[HOW TO COMPLETE THIS TASK]: Transcribe the listing exactly, leaving out every picture.

[RECORDS FOR PROCESSING]:
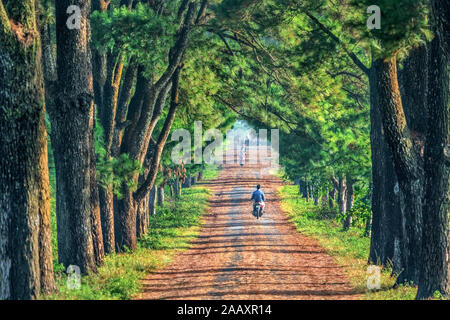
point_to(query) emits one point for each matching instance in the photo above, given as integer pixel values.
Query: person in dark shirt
(258, 196)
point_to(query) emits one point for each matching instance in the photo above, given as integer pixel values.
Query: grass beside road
(171, 231)
(349, 249)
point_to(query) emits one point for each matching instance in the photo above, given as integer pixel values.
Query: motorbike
(258, 209)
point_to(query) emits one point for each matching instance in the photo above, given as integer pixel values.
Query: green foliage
(361, 211)
(171, 230)
(404, 24)
(139, 33)
(114, 171)
(179, 214)
(348, 248)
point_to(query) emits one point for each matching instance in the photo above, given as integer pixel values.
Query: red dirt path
(239, 257)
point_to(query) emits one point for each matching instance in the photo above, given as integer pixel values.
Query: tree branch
(140, 194)
(337, 40)
(4, 20)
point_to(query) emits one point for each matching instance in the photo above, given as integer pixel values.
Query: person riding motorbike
(258, 198)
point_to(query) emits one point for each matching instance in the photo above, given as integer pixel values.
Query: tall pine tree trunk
(406, 165)
(161, 196)
(434, 271)
(72, 140)
(25, 243)
(350, 199)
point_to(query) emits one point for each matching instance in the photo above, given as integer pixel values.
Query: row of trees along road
(360, 111)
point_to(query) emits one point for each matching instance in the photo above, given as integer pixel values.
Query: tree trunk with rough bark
(350, 199)
(72, 132)
(161, 196)
(406, 165)
(342, 195)
(137, 136)
(435, 268)
(25, 243)
(152, 201)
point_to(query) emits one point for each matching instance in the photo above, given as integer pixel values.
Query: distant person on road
(258, 196)
(242, 155)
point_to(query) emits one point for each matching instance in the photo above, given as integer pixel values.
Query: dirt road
(239, 257)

[RESULT FOR THIS TASK]:
point_to(query) emits one point for each matching instance in the photo above, given as integer pixel values.
Query: person in dark shirt
(258, 196)
point_to(query) emits one point for each matching instance in the photo above, given as integer pixel values.
Query: grass beside road
(171, 231)
(349, 249)
point_to(query) emits one point for each matching instance in the photo above, given as integer pixel values.
Query: motorbike
(258, 209)
point_to(query) emits one point for each matching instance in the photo above, given as integer pixel values.
Query: green foliage
(361, 211)
(171, 230)
(404, 24)
(139, 33)
(114, 171)
(179, 214)
(348, 248)
point_to(query) emits one point for each matching instance in the photo above, given as integer pixel values.
Query: red dirt path
(239, 257)
point_to(query) emits one point for each matching instance in the photo above, given as integer pixel values.
Query: tree branch
(140, 194)
(337, 40)
(4, 20)
point_to(query) emits one point for each matching instance in the photo above, given as integer pixel values.
Query: person riding motorbike
(258, 198)
point_to(query) emits one point for each matching instance in the photo above, given as integer pixel values.
Query: tall pine tree trunk
(406, 165)
(161, 196)
(434, 271)
(72, 140)
(25, 243)
(350, 199)
point_to(query) emits one point for each matching instance in the photo above, given as integer pixel values.
Query: row of trees along road
(360, 111)
point_to(query) emits one point for each matching instance in the photo above, given as integer pixel values.
Query: tree trunk with rough bark
(350, 199)
(72, 132)
(161, 196)
(406, 165)
(342, 195)
(137, 136)
(435, 268)
(25, 243)
(152, 201)
point_to(query) emits one point for each matching instance in the photo above, given as integer pixel values.
Query: distant person on road
(258, 196)
(242, 155)
point_to(query) emits one point for each matching instance in the photo above, given as integer pixel values.
Query: dirt road
(239, 257)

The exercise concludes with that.